### Source text
------------------------------------------------------------------------

A dispute over rights and royalties emerged after the album's release, leading Ipupa to announce the removal of "Kitamata" and its video from XX: Délirium and streaming platforms. Speaking on Top Congo FM on 18 September, he said that arrangements had been made with Kiambukuta's children, but that other family members later sought payments he considered excessive. Ipupa said that although the song had been well received, he chose to withdraw it rather than allow the dispute to overshadow his intended tribute to Kiambukuta. While the video was removed, the track remained on the album. On 22 September, Kiambukuta's younger brother Albert Kiambukuta asked Ipupa to restore the song online, stating that there was no conflict between the family and the singer. He also said that Kiambukuta's siblings comprised himself and three other brothers, and denied reports that Ipupa had been pressured to pay "astronomical sums of money".

------------------------------------------------------------------------

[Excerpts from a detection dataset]
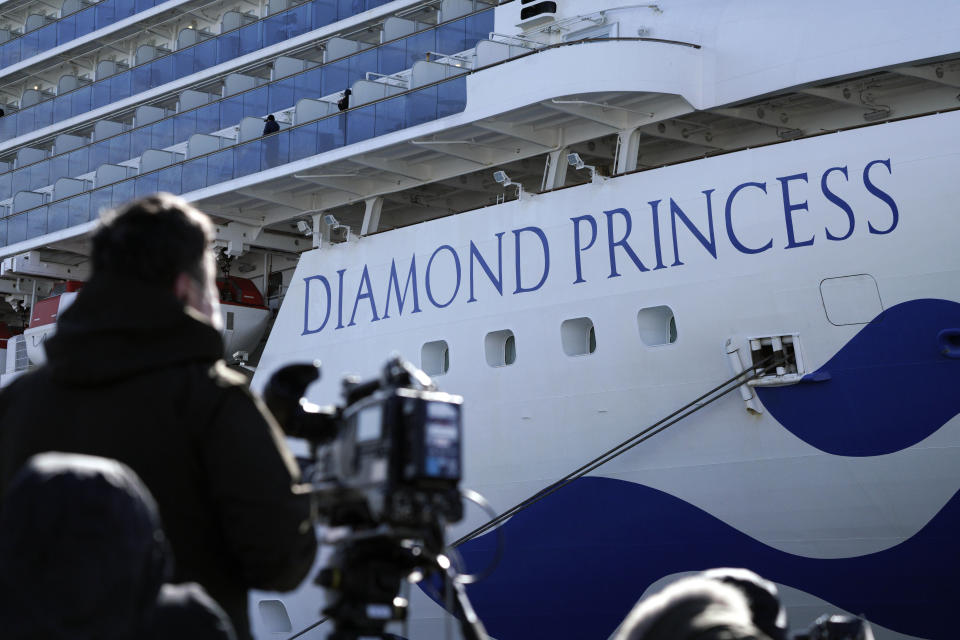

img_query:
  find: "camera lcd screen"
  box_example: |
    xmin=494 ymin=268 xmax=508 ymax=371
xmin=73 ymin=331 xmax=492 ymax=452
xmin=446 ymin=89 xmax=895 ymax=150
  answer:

------------------------------------------------------------------------

### Stated exercise
In the passage about the song "Kitamata," on what date did Albert Kiambukuta ask Ipupa to restore the song online? This listing has no connection to the passage about the song "Kitamata."

### Final answer
On 22 September.